## YOUR INSTRUCTIONS
Could you render everything from the line containing "Localize jacket flap." down to the end of the data as a Markdown table with the columns No. and Line, numbering each row and leaving out blank lines?

## INPUT
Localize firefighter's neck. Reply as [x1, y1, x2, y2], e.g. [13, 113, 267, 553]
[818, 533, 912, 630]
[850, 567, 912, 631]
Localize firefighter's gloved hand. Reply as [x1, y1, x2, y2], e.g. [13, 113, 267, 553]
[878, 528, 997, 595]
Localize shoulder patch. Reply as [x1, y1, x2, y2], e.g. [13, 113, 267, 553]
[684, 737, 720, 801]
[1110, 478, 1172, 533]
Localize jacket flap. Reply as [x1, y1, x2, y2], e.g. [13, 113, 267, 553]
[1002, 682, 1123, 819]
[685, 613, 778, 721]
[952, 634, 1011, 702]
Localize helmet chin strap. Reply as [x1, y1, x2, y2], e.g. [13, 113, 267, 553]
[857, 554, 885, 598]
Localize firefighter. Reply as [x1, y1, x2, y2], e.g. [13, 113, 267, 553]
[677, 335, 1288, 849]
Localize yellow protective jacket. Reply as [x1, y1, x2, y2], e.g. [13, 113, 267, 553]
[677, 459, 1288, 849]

## EXERCISE RESULT
| No. | Line |
|---|---|
| 1 | Localize jacket flap. Reply as [x1, y1, x2, y2], e.g. [13, 113, 267, 553] |
| 2 | [1002, 682, 1123, 819] |
| 3 | [685, 613, 778, 721] |
| 4 | [952, 634, 1011, 702] |
| 5 | Localize helmet chin strap. Reply as [x1, y1, x2, y2], e.g. [13, 113, 267, 553] |
| 6 | [857, 554, 885, 598] |
| 7 | Localize firefighter. Reply as [x1, y1, x2, y2], e.g. [13, 113, 267, 553] |
| 8 | [677, 335, 1288, 849] |
| 9 | Localize yellow protective jacket. Reply as [x1, y1, x2, y2], e.g. [13, 113, 267, 553] |
| 10 | [677, 459, 1288, 849] |